══ Fragmento del documento ══
Seleccionamos las columnas de textos para normalizar:

In [None]:
cols_to_text_clean = [
    "province",
    "joined_with_promo",
    "welcome_promo_flag",
    "cancellation_ticket",
    "retention_ticket",
    "retention_followup_ticket",
    "last_default_payment_method",
    "device_model",
]

# Validación: que existan
cols_to_text_clean = [c for c in cols_to_text_clean if c in df.columns]

logger.log_step(
    action="seleccionar_columnas_texto_para_depuración",
    description="Selección de columnas object a convertir a string y limpiar con limpiar_texto",
    n_selected=len(cols_to_text_clean),
    selected_columns=cols_to_text_clean
)

print("Seleccionadas para limpieza:", cols_to_text_clean)
═══
══ Datos proporcionados ══
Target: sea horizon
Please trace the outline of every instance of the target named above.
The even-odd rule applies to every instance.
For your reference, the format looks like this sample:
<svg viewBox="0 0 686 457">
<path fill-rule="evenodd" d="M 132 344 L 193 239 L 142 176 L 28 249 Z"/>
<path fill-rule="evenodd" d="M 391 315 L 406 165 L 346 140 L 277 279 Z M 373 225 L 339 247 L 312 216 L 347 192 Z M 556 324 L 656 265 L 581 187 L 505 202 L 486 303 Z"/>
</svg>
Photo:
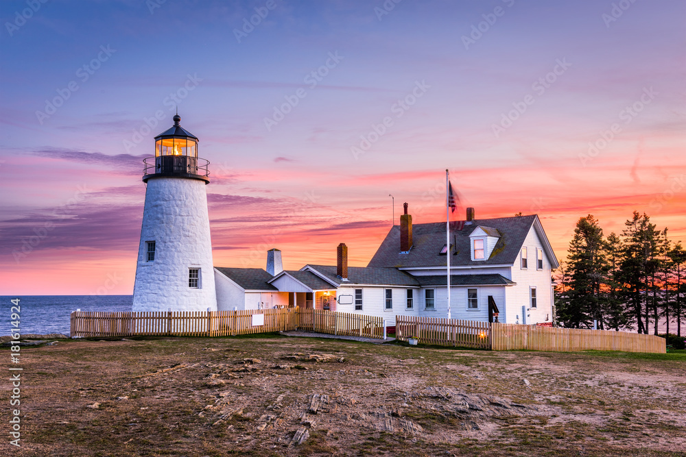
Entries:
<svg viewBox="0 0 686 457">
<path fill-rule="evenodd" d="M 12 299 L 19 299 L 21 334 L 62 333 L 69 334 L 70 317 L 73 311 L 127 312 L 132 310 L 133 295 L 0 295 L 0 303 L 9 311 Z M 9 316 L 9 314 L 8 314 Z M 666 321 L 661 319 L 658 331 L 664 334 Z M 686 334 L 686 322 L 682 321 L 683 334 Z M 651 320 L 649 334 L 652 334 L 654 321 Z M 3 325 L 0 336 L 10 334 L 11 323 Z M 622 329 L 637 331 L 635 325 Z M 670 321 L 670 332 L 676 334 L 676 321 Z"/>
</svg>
═══
══ Datos proporcionados ══
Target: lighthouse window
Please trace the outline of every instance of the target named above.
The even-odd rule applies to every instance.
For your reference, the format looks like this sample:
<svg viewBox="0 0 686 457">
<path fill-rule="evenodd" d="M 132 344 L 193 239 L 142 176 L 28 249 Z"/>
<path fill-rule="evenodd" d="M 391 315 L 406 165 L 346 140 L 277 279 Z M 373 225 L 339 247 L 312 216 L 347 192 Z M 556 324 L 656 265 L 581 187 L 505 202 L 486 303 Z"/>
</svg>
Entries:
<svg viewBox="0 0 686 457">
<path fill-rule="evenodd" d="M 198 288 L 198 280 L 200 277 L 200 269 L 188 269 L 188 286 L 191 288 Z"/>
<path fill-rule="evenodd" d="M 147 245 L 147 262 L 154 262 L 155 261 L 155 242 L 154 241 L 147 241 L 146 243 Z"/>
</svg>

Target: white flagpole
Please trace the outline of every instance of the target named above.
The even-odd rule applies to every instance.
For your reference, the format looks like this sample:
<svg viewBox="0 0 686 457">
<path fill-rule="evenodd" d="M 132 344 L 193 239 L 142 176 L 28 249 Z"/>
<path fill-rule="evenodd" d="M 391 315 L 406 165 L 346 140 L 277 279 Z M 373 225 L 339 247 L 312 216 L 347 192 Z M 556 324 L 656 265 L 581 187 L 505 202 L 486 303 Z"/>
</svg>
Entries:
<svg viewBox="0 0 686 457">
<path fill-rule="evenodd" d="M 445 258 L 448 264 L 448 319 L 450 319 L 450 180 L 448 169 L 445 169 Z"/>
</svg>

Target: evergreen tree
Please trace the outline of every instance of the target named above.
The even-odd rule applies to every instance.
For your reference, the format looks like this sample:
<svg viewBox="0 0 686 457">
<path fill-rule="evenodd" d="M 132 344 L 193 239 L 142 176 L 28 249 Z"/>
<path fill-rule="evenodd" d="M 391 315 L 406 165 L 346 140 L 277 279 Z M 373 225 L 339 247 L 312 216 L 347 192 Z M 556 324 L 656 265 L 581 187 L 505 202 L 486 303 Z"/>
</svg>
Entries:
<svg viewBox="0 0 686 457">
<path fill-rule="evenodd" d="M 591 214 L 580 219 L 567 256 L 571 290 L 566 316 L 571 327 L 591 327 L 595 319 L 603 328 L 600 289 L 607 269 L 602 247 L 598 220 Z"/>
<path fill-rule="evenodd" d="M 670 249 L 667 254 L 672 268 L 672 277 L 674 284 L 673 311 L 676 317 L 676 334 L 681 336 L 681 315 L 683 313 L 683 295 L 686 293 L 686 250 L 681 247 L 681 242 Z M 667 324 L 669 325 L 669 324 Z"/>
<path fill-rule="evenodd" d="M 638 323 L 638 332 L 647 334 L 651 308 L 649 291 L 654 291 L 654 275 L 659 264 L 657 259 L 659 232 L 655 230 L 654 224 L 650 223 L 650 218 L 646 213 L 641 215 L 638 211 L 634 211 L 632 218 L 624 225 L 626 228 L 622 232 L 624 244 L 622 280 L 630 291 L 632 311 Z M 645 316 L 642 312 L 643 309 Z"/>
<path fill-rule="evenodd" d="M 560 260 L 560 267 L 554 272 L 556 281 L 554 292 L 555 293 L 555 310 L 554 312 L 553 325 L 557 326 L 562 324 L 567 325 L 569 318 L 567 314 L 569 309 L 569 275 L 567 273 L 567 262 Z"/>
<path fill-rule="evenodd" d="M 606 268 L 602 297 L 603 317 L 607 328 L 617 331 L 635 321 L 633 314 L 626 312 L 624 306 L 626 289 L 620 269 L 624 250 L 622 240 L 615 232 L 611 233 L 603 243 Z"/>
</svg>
═══
Continúa el fragmento del documento sobre la limpieza de columnas de texto a partir de su última línea.

Resultado del ejercicio:
Seleccionadas para limpieza: ['province', 'joined_with_promo', 'welcome_promo_flag', 'cancellation_ticket', 'retention_ticket', 'retention_followup_ticket', 'last_default_payment_method', 'device_model']


Convertimos a String para manejos de NaN

In [None]:
dtypes_before = df[cols_to_text_clean].dtypes.astype(str).to_dict()

df[cols_to_text_clean] = df[cols_to_text_clean].astype("string")

dtypes_after = df[cols_to_text_clean].dtypes.astype(str).to_dict()

logger.log_step(
    action="convertir_columnas_tipo_objeto_a_cadena",
    description="Conversión de columnas seleccionadas a dtype 'string' preservando NA",
    columns=cols_to_text_clean,
    dtypes_before=dtypes_before,
    dtypes_after=dtypes_after
)

Se normalizan las columnas string eliminando tildes, espacios, mayúsculas y caracteres especiales. De esta forma se unifican las categorías, evitando que valores iguales aparezcan como distintos debido a variaciones en mayúsculas, minúsculas u otros caracteres, y se obtienen descripciones más coherentes.

In [None]:
def limpiar_texto(serie: pd.Series) -> pd.Series:
    def quitar_tildes(x):
        if pd.isna(x):
            return x
        x = str(x)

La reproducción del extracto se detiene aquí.